-------- DATA LINES

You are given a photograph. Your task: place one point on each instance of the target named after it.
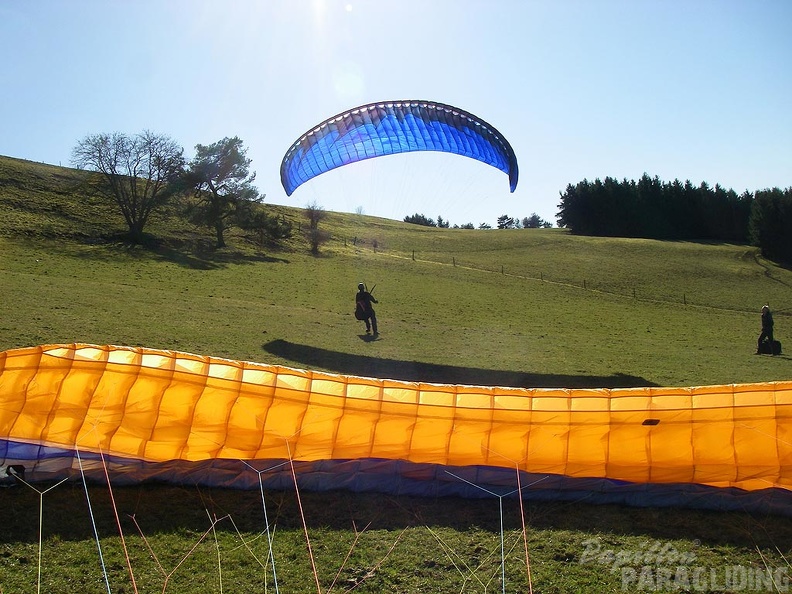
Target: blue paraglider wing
(388, 128)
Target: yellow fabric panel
(160, 405)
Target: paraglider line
(118, 521)
(41, 519)
(93, 520)
(302, 517)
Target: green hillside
(500, 307)
(526, 307)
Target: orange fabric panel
(159, 405)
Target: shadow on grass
(182, 510)
(197, 254)
(414, 371)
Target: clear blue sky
(687, 89)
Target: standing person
(364, 310)
(767, 330)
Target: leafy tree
(535, 222)
(419, 219)
(222, 183)
(140, 173)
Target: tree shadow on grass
(197, 254)
(414, 371)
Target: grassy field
(502, 307)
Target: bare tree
(315, 214)
(140, 173)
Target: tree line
(652, 209)
(504, 222)
(144, 172)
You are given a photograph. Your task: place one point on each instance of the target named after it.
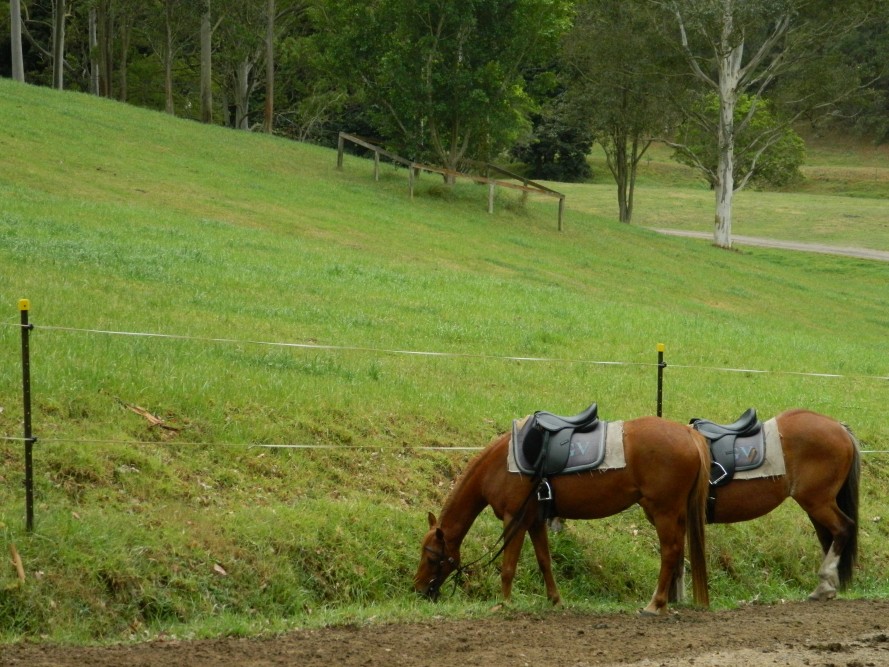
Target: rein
(509, 532)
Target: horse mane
(475, 463)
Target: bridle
(509, 532)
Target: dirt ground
(841, 633)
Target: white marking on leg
(829, 577)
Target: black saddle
(723, 443)
(746, 424)
(546, 438)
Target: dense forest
(537, 82)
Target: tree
(206, 36)
(776, 166)
(443, 80)
(15, 21)
(58, 44)
(559, 143)
(756, 47)
(617, 68)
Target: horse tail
(697, 518)
(847, 501)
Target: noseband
(442, 559)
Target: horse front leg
(540, 540)
(511, 553)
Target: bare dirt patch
(842, 633)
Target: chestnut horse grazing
(667, 472)
(823, 466)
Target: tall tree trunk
(126, 29)
(58, 45)
(106, 60)
(94, 50)
(242, 94)
(729, 77)
(206, 67)
(168, 58)
(15, 22)
(269, 115)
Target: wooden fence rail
(526, 187)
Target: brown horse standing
(667, 473)
(823, 467)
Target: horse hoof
(822, 596)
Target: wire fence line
(427, 353)
(375, 350)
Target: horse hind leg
(832, 544)
(828, 577)
(671, 534)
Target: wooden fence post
(340, 145)
(24, 307)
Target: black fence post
(660, 378)
(24, 308)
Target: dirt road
(863, 253)
(841, 633)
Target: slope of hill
(306, 335)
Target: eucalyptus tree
(441, 79)
(617, 68)
(760, 48)
(15, 40)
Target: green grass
(286, 294)
(841, 201)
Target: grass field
(280, 302)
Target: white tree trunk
(58, 45)
(168, 58)
(206, 67)
(729, 63)
(94, 50)
(269, 115)
(15, 21)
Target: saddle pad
(586, 449)
(773, 463)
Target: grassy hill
(280, 305)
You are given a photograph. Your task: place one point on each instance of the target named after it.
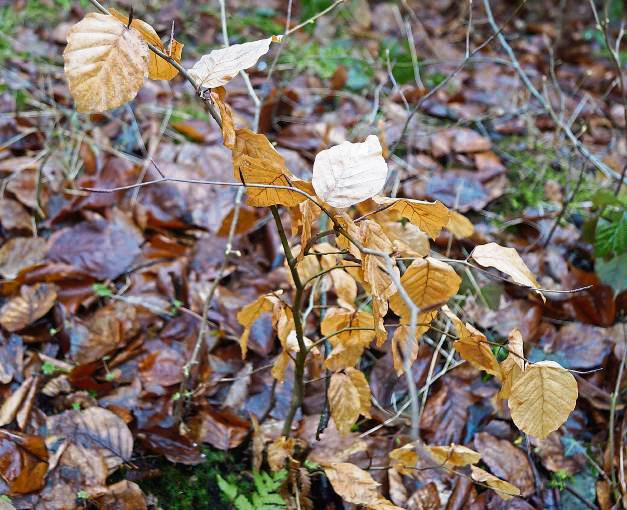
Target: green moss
(529, 166)
(195, 487)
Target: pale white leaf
(221, 66)
(350, 173)
(105, 63)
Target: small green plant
(265, 496)
(559, 479)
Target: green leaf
(241, 503)
(613, 272)
(229, 490)
(611, 237)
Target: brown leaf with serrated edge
(158, 68)
(23, 462)
(428, 282)
(347, 345)
(360, 382)
(399, 341)
(11, 405)
(19, 253)
(430, 217)
(507, 261)
(226, 115)
(251, 312)
(460, 226)
(344, 402)
(32, 304)
(453, 455)
(95, 428)
(472, 345)
(354, 485)
(513, 366)
(256, 161)
(105, 63)
(504, 489)
(542, 398)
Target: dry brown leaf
(454, 455)
(407, 239)
(505, 260)
(356, 486)
(158, 68)
(514, 365)
(251, 312)
(459, 225)
(358, 379)
(349, 345)
(473, 346)
(542, 398)
(350, 173)
(399, 341)
(428, 282)
(105, 63)
(430, 217)
(20, 253)
(504, 489)
(32, 304)
(95, 428)
(221, 66)
(344, 402)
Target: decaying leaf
(472, 346)
(344, 402)
(350, 173)
(542, 398)
(454, 455)
(31, 304)
(23, 462)
(430, 217)
(158, 68)
(504, 489)
(400, 338)
(514, 365)
(251, 312)
(348, 345)
(256, 161)
(428, 282)
(221, 66)
(105, 63)
(356, 486)
(505, 260)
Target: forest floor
(114, 283)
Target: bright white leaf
(105, 63)
(350, 173)
(221, 66)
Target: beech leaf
(356, 486)
(542, 398)
(430, 217)
(105, 63)
(350, 173)
(505, 260)
(221, 66)
(344, 402)
(31, 304)
(158, 68)
(428, 282)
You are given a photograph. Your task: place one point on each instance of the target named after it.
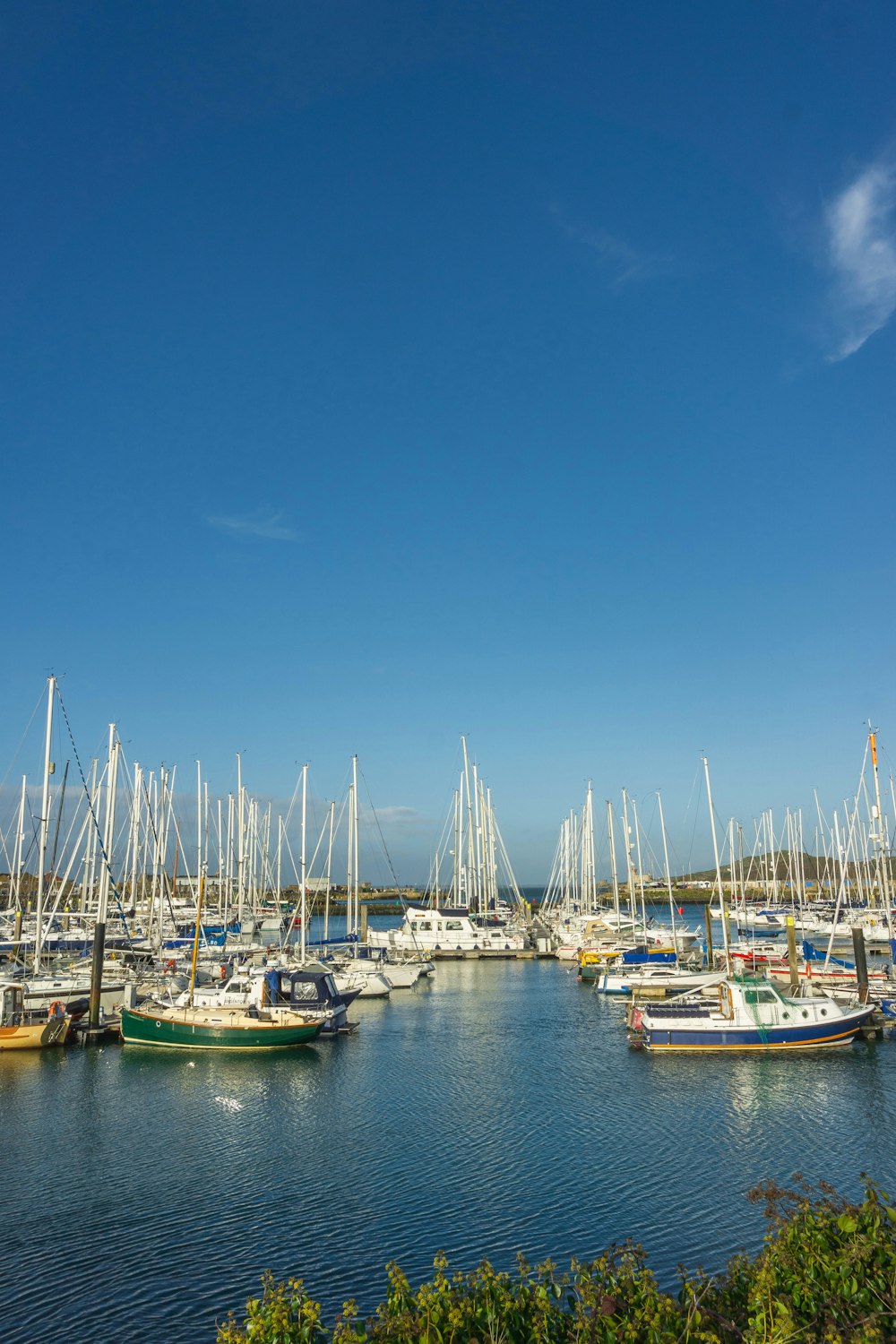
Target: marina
(495, 1107)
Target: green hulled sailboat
(187, 1026)
(218, 1029)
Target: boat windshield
(761, 996)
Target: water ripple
(492, 1110)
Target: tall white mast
(358, 878)
(613, 860)
(715, 849)
(668, 874)
(45, 823)
(304, 862)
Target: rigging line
(694, 816)
(15, 757)
(102, 849)
(389, 857)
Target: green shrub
(826, 1273)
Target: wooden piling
(791, 953)
(96, 973)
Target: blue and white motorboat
(748, 1015)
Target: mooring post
(96, 975)
(791, 953)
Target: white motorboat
(446, 929)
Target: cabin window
(759, 996)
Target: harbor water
(495, 1107)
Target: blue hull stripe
(775, 1038)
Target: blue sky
(375, 373)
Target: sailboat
(21, 1030)
(255, 1024)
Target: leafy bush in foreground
(826, 1273)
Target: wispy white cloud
(263, 523)
(397, 817)
(624, 263)
(861, 246)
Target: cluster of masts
(124, 828)
(852, 862)
(470, 866)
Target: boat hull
(812, 1037)
(38, 1035)
(193, 1030)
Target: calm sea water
(495, 1107)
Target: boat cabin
(11, 1004)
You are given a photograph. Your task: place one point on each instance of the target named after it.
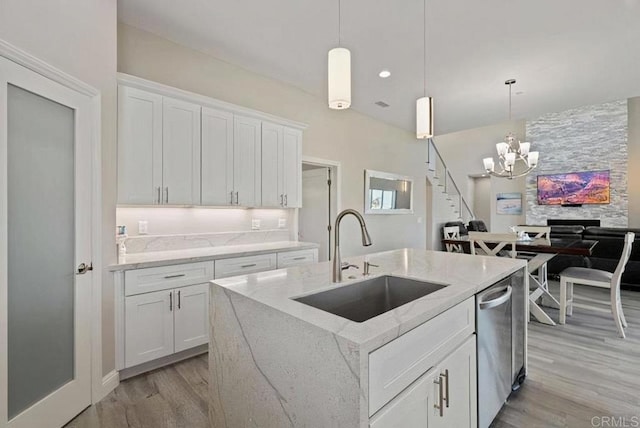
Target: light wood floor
(577, 372)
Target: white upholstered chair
(452, 232)
(597, 278)
(500, 242)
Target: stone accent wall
(582, 139)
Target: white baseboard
(109, 382)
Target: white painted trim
(21, 57)
(169, 91)
(46, 70)
(109, 382)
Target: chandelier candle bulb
(488, 164)
(502, 149)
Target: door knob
(84, 268)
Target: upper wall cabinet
(247, 152)
(281, 166)
(139, 146)
(180, 152)
(158, 149)
(217, 157)
(178, 148)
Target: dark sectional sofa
(606, 253)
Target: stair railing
(436, 164)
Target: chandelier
(514, 157)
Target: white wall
(357, 141)
(463, 152)
(78, 37)
(633, 172)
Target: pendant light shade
(424, 117)
(339, 78)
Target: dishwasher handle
(489, 304)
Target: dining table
(537, 252)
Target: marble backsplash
(148, 243)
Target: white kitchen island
(276, 362)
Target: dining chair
(597, 278)
(501, 240)
(452, 232)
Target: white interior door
(313, 218)
(45, 234)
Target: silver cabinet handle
(84, 268)
(446, 386)
(440, 404)
(488, 304)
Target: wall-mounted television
(574, 188)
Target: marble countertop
(164, 258)
(465, 275)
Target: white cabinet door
(272, 185)
(246, 161)
(191, 316)
(180, 152)
(412, 408)
(458, 374)
(148, 327)
(139, 146)
(292, 167)
(217, 157)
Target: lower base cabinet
(163, 322)
(443, 397)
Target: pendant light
(339, 73)
(424, 105)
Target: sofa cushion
(609, 231)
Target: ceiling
(563, 53)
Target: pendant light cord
(339, 23)
(424, 41)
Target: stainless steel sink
(364, 300)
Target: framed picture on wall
(509, 203)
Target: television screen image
(589, 187)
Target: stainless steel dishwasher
(500, 323)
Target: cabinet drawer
(245, 265)
(166, 277)
(400, 362)
(294, 258)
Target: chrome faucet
(366, 241)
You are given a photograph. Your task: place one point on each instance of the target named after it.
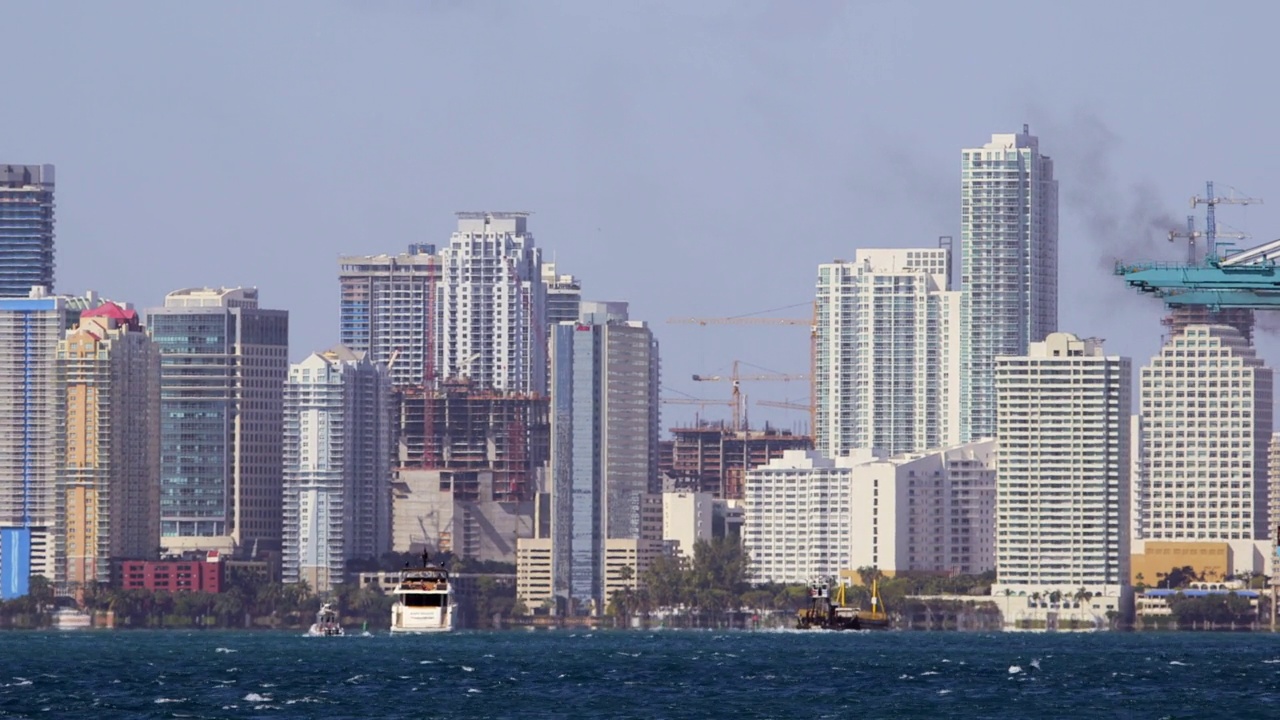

----------------

REQUIREMENT: Select every line of the data above that contains the string "television", and copy each one.

FULL SOLUTION:
Target: wall-mounted television
Target: television screen image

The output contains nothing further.